* _EXCERPTED TEXT_
+++++

Malaria is one of the most prevalent diseases in the tropical and sub tropical world. It is caused by infection with parasites of the genus Plasmodium. In addition to the common symptoms there is also the possibility of developing Cerebral Malaria. This is a rare occurrence but accounts for over two million deaths a year in children under 5 years of age. Examination of the brain tissue of diseased individuals shows blockage of brain microvessicles. These blockages are composed primarily of host platelets and Plasmodium infected red blood cells, sometimes with the presence of leukocytes. The damage to the brain can only be studied in deceased human patients. However, the use of a Murine (mouse) model illustrates the course the disease is likely to take in humans.

The breakdown of the blood brain barrier is key to the pathogenesis of the disease. The mouse model implicates the host platelets as having a key role in this. There are three possible ways that platelets can alter the blood-brain barrier (endothelial cells). They can secrete inflammatory mediators like IL-1, affect leukocytes directly, and congregate with infected red blood cells forming clumps. To study this interaction more thoroughly the authors developed an in vitro model of a cerebral malaria endothelial lesion. The findings corresponded with what was known about the pathogenesis in humans. Platelets were found in higher levels in the brain microvessicles of those that died of cerebral malaria. Platelets express large amounts of CD36 on their surface. This protein is known to assist in the binding of the platelet-infected RBC aggregate to endothelial cells. These observations indicate a definite role for platelets in the pathogenesis of cerebral malaria. The accumulation of these cells in brain micovessicles may contribute directly to the microvascular damage.

+++++

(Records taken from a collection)
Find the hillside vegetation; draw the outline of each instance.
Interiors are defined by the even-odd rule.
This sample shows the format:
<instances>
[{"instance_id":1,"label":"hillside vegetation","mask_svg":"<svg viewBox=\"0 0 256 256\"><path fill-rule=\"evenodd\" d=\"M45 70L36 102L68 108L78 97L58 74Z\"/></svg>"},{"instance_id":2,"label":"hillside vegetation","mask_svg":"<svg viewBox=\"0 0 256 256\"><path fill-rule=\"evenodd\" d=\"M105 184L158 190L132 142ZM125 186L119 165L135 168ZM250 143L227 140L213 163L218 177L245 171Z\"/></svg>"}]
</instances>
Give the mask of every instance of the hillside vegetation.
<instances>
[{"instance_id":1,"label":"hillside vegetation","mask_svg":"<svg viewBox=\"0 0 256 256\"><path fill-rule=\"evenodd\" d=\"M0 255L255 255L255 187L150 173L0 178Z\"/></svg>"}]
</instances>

+++++

* _WHAT THIS EXERCISE ASKS_
a - According to the passage on cerebral malaria, which protein do platelets express in large amounts on their surface?
b - Summarize the passage on cerebral malaria in two sentences.

* _RESPONSES_
a - CD36

b - Cerebral malaria, a rare complication of infection with Plasmodium parasites, involves blockages of brain microvessels made mainly of host platelets and infected red blood cells. Studies using a mouse model and an in vitro model point to platelets as having a definite role in breaking down the blood-brain barrier, and their buildup in brain microvessels may directly contribute to the damage.